REQUIRED WORK: Repeat word for word the part of the ceramide research summary between "Overnutrition and physical" and "in skeletal muscle.", inclusive.

PASSAGE SHOWN:
════════

Overnutrition and physical inactivity promote the accumulation of sphingolipids such as ceramides which block insulin signaling and anabolic metabolism. Implementation of pharmacological or genetic interventions to reduce sphingolipid levels in rodents prevents or reverses an impressive array of metabolic pathologies (e.g. insulin resistance, diabetes, steatohepatitis, hypertension, cardiomyopathy, and atherosclerosis). To elucidate the tissue-specific mechanisms through which ceramides contribute to these diseases, we have produced mice allowing for the conditional, cell-type restricted ablation of enzymes required for ceramide biosynthesis or degradation (i.e. serine palmitoyltransferase and dihydroceramide desaturases-1) or degradation (i.e. acid ceramidase). We will apply these tools to dissect the regulatory mechanisms controlling ceramide synthesis and action in skeletal muscle.
Aims of the project include the following: ? To use these novel mouse models to evaluate the effect of muscle-specific ceramide depletion or induction on insulin sensitivity, muscle growth, and genomic/proteomic signatures under conditions of overnutrition and inactivity. ? To apply a ceramide flux assay in isolated human myotubes to identify the regulatory mechanisms that influence rates of ceramide biosynthesis; and, ? To determine the efficacy of a new class of inhibitors of dihydroceramide desaturases-1, our preferred target in the ceramide synthesis pathway, as therapeutics that improve muscle insulin sensitivity and prevent muscle loss in rodents. Findings obtained from these studies could uncover new nutrient-sensing machinery that modulates insulin sensitivity and muscle growth. Moreover, the translational component could lead to new pharmacological approaches for improving muscle health.
Ceramides are fat metabolites that accumulate in individuals susceptible to diabetes and heart disease. Herein we investigate their contribution to disease pathology by dissecting their impact on the ability of the body to store and burn nutrients in muscle tissue. The work could uncover new therapeutic approaches for combating diseases associated with obesity.

════════

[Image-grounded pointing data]

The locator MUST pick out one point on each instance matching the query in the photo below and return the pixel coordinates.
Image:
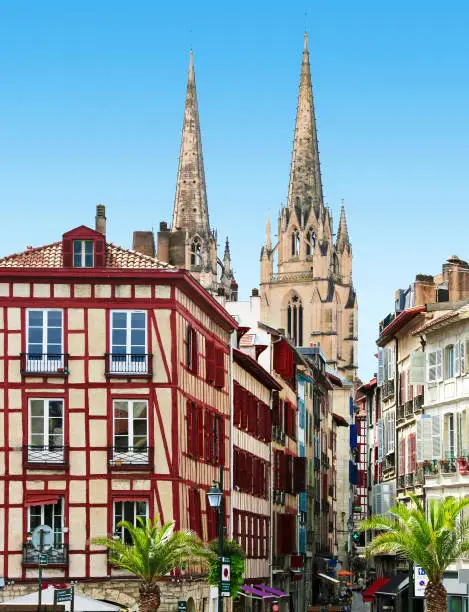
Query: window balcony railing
(44, 364)
(45, 456)
(409, 408)
(129, 364)
(130, 457)
(56, 556)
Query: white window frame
(120, 532)
(128, 362)
(45, 363)
(130, 456)
(46, 454)
(82, 253)
(58, 534)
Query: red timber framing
(92, 480)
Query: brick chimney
(144, 242)
(100, 219)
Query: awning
(37, 498)
(394, 586)
(369, 593)
(326, 577)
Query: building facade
(306, 278)
(115, 405)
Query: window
(82, 253)
(295, 320)
(128, 511)
(46, 431)
(191, 349)
(130, 431)
(129, 342)
(310, 242)
(449, 361)
(295, 243)
(44, 341)
(196, 252)
(50, 515)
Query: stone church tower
(190, 243)
(310, 293)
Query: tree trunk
(149, 597)
(436, 597)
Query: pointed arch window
(310, 242)
(295, 320)
(196, 252)
(295, 242)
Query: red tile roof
(50, 256)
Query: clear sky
(91, 107)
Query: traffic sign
(43, 559)
(63, 595)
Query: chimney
(144, 242)
(100, 219)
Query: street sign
(63, 595)
(420, 581)
(43, 560)
(225, 576)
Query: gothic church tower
(190, 243)
(310, 294)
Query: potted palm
(154, 551)
(433, 544)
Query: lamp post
(215, 499)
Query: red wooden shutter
(67, 253)
(209, 360)
(219, 368)
(299, 474)
(99, 253)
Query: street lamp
(215, 500)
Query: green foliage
(234, 551)
(432, 543)
(155, 550)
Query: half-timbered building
(114, 404)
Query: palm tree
(153, 552)
(432, 543)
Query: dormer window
(82, 253)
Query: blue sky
(91, 107)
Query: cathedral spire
(342, 232)
(190, 203)
(305, 187)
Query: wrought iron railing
(45, 456)
(409, 408)
(130, 456)
(286, 277)
(129, 364)
(40, 364)
(57, 555)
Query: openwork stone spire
(305, 175)
(190, 204)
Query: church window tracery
(196, 252)
(295, 320)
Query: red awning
(36, 498)
(369, 593)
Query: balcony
(129, 364)
(418, 403)
(57, 556)
(130, 457)
(45, 456)
(409, 409)
(44, 364)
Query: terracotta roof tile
(50, 256)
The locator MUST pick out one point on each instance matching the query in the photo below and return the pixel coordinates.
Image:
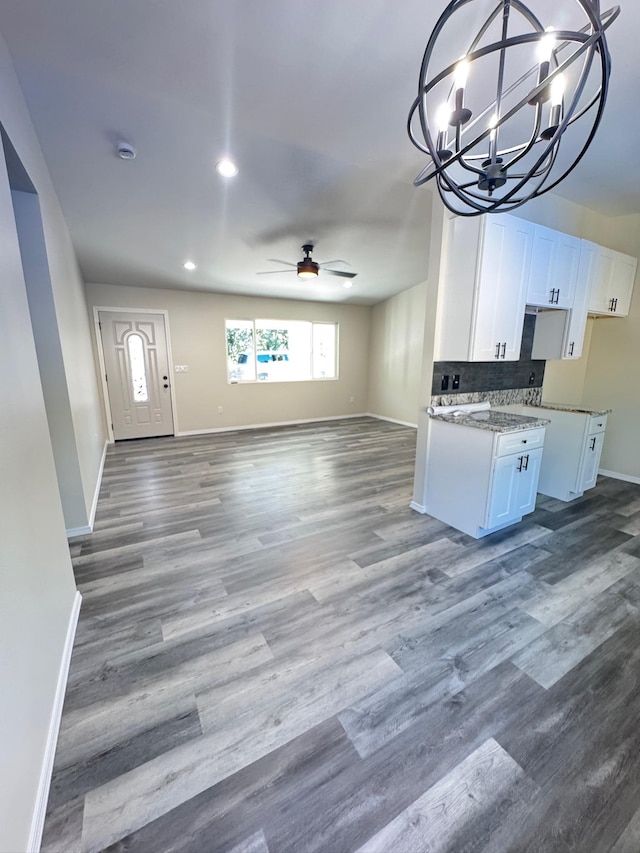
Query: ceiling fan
(308, 268)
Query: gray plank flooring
(276, 655)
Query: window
(280, 350)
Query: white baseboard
(78, 531)
(392, 420)
(40, 808)
(88, 528)
(617, 476)
(96, 493)
(271, 425)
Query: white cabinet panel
(624, 276)
(572, 450)
(591, 461)
(560, 334)
(471, 486)
(553, 272)
(613, 277)
(483, 289)
(514, 487)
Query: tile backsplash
(502, 379)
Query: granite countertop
(563, 407)
(493, 420)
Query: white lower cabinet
(572, 451)
(514, 487)
(478, 480)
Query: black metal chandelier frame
(488, 169)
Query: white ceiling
(311, 99)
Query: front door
(137, 367)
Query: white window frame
(244, 320)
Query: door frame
(102, 365)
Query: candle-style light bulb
(460, 114)
(443, 114)
(443, 120)
(557, 90)
(462, 73)
(546, 45)
(557, 94)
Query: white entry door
(137, 366)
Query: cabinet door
(621, 285)
(554, 268)
(514, 487)
(527, 483)
(601, 282)
(504, 490)
(575, 329)
(501, 289)
(590, 461)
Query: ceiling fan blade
(285, 263)
(339, 272)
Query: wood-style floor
(276, 654)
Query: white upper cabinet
(483, 288)
(612, 283)
(553, 273)
(560, 334)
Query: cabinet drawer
(597, 423)
(513, 442)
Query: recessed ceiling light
(227, 168)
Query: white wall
(197, 332)
(395, 358)
(612, 376)
(37, 592)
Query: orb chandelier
(493, 119)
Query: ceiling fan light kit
(493, 145)
(307, 268)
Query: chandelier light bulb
(227, 168)
(558, 87)
(546, 46)
(462, 73)
(442, 117)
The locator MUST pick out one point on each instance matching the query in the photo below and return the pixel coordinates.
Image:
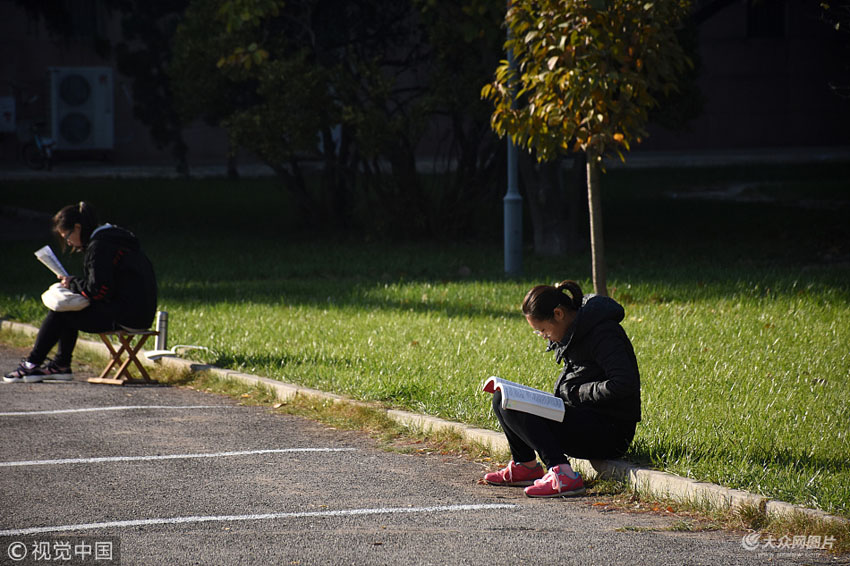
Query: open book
(46, 256)
(527, 399)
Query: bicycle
(38, 153)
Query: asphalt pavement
(170, 475)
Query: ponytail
(541, 301)
(81, 213)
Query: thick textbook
(46, 256)
(527, 399)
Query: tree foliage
(348, 88)
(587, 72)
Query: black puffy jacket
(118, 275)
(600, 368)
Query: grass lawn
(738, 309)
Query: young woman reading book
(118, 279)
(599, 384)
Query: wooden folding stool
(117, 363)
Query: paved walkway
(174, 476)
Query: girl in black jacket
(600, 387)
(118, 279)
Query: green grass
(738, 311)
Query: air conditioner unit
(82, 107)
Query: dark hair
(541, 301)
(81, 213)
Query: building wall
(767, 84)
(29, 52)
(764, 81)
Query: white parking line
(165, 457)
(259, 517)
(120, 408)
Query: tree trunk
(597, 245)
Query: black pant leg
(62, 328)
(584, 433)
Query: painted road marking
(258, 517)
(121, 408)
(165, 457)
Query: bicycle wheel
(33, 158)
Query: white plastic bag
(58, 298)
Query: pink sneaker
(515, 475)
(556, 484)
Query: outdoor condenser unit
(82, 108)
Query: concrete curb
(656, 483)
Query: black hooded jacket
(600, 368)
(118, 276)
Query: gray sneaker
(54, 372)
(25, 372)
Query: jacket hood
(116, 236)
(595, 310)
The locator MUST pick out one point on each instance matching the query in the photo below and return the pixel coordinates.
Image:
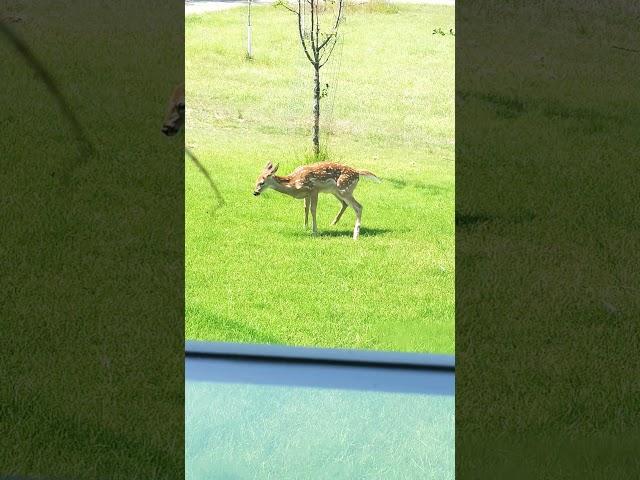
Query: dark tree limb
(85, 146)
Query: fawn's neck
(284, 185)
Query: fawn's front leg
(306, 212)
(358, 209)
(314, 205)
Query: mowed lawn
(253, 273)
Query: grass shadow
(470, 220)
(245, 333)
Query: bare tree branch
(326, 58)
(283, 3)
(326, 41)
(304, 44)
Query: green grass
(547, 241)
(85, 333)
(253, 274)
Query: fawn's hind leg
(358, 209)
(314, 205)
(344, 207)
(306, 211)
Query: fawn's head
(265, 178)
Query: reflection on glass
(262, 432)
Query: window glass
(255, 431)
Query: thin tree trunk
(316, 112)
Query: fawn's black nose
(169, 131)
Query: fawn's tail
(367, 174)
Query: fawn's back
(324, 176)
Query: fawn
(308, 181)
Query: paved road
(202, 6)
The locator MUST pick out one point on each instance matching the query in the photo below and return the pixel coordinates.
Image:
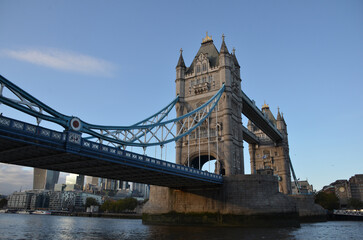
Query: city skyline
(304, 58)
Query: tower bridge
(209, 104)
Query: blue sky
(113, 62)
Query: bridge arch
(219, 165)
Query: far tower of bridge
(270, 157)
(220, 138)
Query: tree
(327, 200)
(91, 202)
(355, 203)
(3, 202)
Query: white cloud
(63, 60)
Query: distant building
(30, 200)
(45, 179)
(20, 200)
(356, 186)
(305, 187)
(342, 190)
(62, 200)
(59, 187)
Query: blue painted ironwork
(72, 143)
(149, 132)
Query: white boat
(42, 212)
(23, 212)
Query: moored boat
(42, 212)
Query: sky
(113, 63)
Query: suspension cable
(199, 145)
(217, 108)
(188, 142)
(208, 147)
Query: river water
(17, 226)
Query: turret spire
(223, 46)
(181, 60)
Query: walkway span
(33, 146)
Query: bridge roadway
(250, 110)
(33, 146)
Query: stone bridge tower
(195, 85)
(269, 156)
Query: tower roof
(279, 118)
(223, 46)
(209, 49)
(181, 60)
(266, 110)
(234, 58)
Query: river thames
(17, 226)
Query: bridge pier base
(243, 200)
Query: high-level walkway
(33, 146)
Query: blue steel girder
(149, 132)
(26, 103)
(34, 146)
(254, 114)
(159, 133)
(249, 137)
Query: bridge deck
(33, 146)
(256, 116)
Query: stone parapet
(243, 200)
(308, 210)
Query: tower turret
(180, 76)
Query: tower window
(198, 68)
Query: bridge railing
(31, 133)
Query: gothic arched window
(204, 67)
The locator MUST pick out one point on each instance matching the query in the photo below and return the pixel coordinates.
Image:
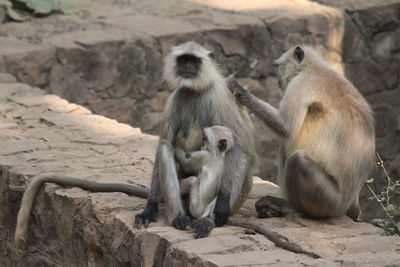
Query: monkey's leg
(309, 188)
(171, 193)
(234, 175)
(192, 161)
(202, 227)
(150, 213)
(187, 184)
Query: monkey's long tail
(277, 239)
(36, 182)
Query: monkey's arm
(36, 182)
(270, 115)
(193, 160)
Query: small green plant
(46, 6)
(385, 200)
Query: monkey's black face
(188, 66)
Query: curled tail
(34, 186)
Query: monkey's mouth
(187, 74)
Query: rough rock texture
(371, 59)
(73, 227)
(108, 55)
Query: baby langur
(329, 136)
(200, 99)
(208, 163)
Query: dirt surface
(73, 227)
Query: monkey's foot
(182, 222)
(202, 227)
(147, 216)
(270, 206)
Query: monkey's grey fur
(208, 164)
(200, 99)
(328, 130)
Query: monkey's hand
(236, 89)
(221, 210)
(149, 215)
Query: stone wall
(116, 71)
(108, 57)
(371, 60)
(75, 227)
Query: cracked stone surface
(73, 227)
(107, 56)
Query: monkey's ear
(222, 145)
(211, 54)
(298, 54)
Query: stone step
(108, 56)
(73, 227)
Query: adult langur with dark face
(200, 99)
(328, 149)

════════

THE COMPLETED TASK:
Overnutrition and physical inactivity promote the accumulation of sphingolipids such as ceramides which block insulin signaling and anabolic metabolism. Implementation of pharmacological or genetic interventions to reduce sphingolipid levels in rodents prevents or reverses an impressive array of metabolic pathologies (e.g. insulin resistance, diabetes, steatohepatitis, hypertension, cardiomyopathy, and atherosclerosis). To elucidate the tissue-specific mechanisms through which ceramides contribute to these diseases, we have produced mice allowing for the conditional, cell-type restricted ablation of enzymes required for ceramide biosynthesis or degradation (i.e. serine palmitoyltransferase and dihydroceramide desaturases-1) or degradation (i.e. acid ceramidase). We will apply these tools to dissect the regulatory mechanisms controlling ceramide synthesis and action in skeletal muscle.